What to do >>
Nothing before the line containing "Could you please locate the front windshield" belongs in the answer; quote that line and all lines after it through the end of the material, word for word.

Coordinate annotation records

>> start

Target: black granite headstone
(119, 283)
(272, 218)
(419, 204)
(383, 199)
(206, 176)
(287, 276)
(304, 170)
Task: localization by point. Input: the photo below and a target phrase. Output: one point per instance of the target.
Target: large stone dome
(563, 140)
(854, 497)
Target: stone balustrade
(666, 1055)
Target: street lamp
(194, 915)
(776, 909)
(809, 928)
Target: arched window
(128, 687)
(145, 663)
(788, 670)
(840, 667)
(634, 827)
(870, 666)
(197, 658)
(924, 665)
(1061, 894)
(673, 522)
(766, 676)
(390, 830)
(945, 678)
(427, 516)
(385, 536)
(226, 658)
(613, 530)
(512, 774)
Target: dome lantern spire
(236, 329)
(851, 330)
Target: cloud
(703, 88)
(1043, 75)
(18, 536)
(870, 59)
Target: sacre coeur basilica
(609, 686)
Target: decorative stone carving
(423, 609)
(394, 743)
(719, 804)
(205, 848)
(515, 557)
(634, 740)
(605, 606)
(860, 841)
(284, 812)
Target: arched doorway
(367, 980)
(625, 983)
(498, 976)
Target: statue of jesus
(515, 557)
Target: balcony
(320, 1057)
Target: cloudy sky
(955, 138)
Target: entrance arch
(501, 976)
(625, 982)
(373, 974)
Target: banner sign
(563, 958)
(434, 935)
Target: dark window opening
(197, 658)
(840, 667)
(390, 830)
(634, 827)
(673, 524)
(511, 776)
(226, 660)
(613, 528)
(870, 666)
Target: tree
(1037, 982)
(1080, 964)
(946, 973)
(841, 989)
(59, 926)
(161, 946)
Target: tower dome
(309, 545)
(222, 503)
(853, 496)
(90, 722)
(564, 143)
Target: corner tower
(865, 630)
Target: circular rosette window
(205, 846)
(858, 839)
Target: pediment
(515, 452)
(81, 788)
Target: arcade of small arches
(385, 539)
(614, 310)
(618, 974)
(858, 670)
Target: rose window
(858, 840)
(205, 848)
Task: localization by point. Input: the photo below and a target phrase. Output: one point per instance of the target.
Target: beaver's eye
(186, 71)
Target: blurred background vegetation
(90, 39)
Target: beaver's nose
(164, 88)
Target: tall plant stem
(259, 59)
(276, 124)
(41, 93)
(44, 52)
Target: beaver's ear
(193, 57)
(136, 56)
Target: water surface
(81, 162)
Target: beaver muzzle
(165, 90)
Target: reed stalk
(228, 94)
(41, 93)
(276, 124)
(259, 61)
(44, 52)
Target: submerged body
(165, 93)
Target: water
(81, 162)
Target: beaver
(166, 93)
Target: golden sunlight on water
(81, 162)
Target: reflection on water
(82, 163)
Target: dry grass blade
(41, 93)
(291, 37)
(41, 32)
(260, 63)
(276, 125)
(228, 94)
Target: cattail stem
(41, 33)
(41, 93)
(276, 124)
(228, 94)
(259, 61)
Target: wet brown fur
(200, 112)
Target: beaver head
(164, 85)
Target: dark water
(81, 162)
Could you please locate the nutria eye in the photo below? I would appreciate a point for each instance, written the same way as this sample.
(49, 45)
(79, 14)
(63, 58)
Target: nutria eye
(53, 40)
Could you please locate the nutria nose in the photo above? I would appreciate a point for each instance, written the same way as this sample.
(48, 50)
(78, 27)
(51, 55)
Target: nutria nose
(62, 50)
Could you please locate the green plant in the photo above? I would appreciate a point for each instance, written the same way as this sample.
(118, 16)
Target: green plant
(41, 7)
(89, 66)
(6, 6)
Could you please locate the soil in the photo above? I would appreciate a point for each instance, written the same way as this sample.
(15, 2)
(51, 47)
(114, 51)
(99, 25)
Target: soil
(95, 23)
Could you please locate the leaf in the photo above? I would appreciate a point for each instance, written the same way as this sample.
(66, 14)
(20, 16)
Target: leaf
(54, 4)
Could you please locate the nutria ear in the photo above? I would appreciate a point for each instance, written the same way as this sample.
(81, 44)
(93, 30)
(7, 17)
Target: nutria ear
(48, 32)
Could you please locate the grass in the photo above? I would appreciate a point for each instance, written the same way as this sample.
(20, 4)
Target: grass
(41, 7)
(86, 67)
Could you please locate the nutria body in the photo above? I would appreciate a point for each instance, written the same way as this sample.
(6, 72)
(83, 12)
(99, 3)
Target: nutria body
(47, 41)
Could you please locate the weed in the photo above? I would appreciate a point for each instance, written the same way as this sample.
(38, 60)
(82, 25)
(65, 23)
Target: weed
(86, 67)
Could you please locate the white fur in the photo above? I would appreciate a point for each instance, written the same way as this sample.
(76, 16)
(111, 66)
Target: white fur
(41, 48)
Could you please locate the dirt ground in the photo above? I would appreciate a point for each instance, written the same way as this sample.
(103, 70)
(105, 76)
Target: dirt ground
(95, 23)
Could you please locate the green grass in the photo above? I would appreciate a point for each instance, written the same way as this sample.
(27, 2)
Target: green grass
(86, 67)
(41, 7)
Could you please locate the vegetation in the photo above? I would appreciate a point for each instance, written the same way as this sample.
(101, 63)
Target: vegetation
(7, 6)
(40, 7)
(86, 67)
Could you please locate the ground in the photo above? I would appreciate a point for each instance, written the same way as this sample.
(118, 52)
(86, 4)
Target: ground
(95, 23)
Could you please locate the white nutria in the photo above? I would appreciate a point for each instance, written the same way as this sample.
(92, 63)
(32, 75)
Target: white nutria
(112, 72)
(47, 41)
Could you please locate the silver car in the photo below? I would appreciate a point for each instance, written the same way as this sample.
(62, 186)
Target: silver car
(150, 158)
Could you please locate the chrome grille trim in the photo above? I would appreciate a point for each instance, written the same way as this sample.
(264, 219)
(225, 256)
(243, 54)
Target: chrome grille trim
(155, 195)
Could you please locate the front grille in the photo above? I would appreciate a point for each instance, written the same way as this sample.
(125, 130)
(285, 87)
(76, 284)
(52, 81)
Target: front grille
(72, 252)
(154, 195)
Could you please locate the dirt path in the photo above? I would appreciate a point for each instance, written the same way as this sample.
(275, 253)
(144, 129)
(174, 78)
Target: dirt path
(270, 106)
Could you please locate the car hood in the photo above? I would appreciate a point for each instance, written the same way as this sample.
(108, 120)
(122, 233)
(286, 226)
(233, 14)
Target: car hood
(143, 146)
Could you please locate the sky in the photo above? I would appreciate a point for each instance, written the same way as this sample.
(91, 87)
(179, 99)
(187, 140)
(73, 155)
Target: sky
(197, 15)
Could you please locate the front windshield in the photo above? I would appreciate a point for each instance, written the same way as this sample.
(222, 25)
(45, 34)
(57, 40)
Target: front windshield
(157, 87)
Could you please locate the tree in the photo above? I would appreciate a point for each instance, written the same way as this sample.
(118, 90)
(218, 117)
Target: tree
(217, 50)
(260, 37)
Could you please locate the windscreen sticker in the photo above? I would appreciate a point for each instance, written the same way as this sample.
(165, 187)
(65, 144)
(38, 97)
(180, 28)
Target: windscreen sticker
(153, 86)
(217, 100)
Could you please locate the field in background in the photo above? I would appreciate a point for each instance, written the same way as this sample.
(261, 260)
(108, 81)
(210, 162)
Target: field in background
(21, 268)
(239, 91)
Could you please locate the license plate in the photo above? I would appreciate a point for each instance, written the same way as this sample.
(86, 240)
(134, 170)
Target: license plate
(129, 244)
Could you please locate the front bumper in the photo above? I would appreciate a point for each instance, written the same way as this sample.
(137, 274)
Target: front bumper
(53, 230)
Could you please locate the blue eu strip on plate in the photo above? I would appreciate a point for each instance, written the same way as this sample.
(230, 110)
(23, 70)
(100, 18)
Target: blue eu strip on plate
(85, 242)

>> end

Response to this task >>
Could you please locate the front windshield in the photo above? I would appreciate a point for each instance, written the same way as this sample.
(222, 25)
(45, 34)
(57, 40)
Target: front windshield
(157, 87)
Could you please locate the tree in the photo above? I would appreciate a point for each instance, written the same way as this sample.
(118, 90)
(218, 117)
Target: tree
(217, 50)
(260, 37)
Could you please locate the windscreen sticker in the photo above? I would appreciate a point for each instance, written the same way as this sample.
(165, 187)
(65, 144)
(38, 97)
(180, 28)
Target: windscreen sticker
(153, 86)
(217, 100)
Could you please locate the field in background in the photo above? I would appreciate a point for each instance, written the same way as this sample.
(261, 260)
(108, 81)
(210, 162)
Target: field in background
(21, 268)
(239, 91)
Could you please locate the license plate in the photo above? I would appreciate a point for each instance, written the same way as this sample.
(86, 240)
(134, 170)
Target: license plate
(129, 244)
Could you please locate the front bumper in the photo above? I would appreciate a point for each instance, written the same way as this sample.
(137, 274)
Target: front bumper
(53, 230)
Could you please locate the blue eu strip on plate in the photo above? I would appreciate a point for each instance, written the same way as this sample.
(230, 110)
(23, 70)
(100, 18)
Target: blue eu strip on plate
(85, 242)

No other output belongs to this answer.